● **Rows recording object locations**:
— Start —
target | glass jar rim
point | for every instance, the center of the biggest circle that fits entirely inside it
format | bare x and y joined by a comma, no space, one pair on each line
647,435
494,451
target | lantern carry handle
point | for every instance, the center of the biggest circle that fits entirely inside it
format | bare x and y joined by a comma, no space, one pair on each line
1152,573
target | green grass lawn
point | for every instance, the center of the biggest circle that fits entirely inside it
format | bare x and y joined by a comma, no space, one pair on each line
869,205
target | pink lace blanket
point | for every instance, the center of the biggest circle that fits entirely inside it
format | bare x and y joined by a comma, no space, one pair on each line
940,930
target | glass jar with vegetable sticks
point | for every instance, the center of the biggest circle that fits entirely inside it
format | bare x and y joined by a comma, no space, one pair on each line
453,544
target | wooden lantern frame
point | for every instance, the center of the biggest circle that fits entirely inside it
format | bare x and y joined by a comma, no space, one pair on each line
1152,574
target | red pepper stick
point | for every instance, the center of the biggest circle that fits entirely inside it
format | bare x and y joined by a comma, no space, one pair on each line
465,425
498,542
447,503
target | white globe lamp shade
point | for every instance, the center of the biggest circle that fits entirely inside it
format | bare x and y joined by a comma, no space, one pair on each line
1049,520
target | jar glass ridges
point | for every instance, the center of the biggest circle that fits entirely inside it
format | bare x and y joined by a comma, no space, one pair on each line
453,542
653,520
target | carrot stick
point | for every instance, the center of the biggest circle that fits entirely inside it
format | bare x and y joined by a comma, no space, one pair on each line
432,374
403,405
— End —
● **SET EXERCISE**: Add 131 to each x and y coordinate in the answers, and write out again every line from the one containing "target | white globe lamp shade" through the end of the rows, inclusive. Copy all other lines unchanged.

● **EXERCISE ANSWER**:
target | white globe lamp shade
point | for every instance, the center of the biggest circle that fits entirely inside it
format | bare x and y joined by a comma, no space, one pair on each line
1180,651
target | jar glass ridges
point | for every instance, the center of the biggest circle that fits entirely inside it
format | bare x and y joined by a comma, no space, one pair on each line
584,673
784,651
target | carrot stick
point | for every instance, the center of the biggest circle that fits entirely inside it
format | bare x and y joined by a comma, no space, one pair on each line
563,505
534,536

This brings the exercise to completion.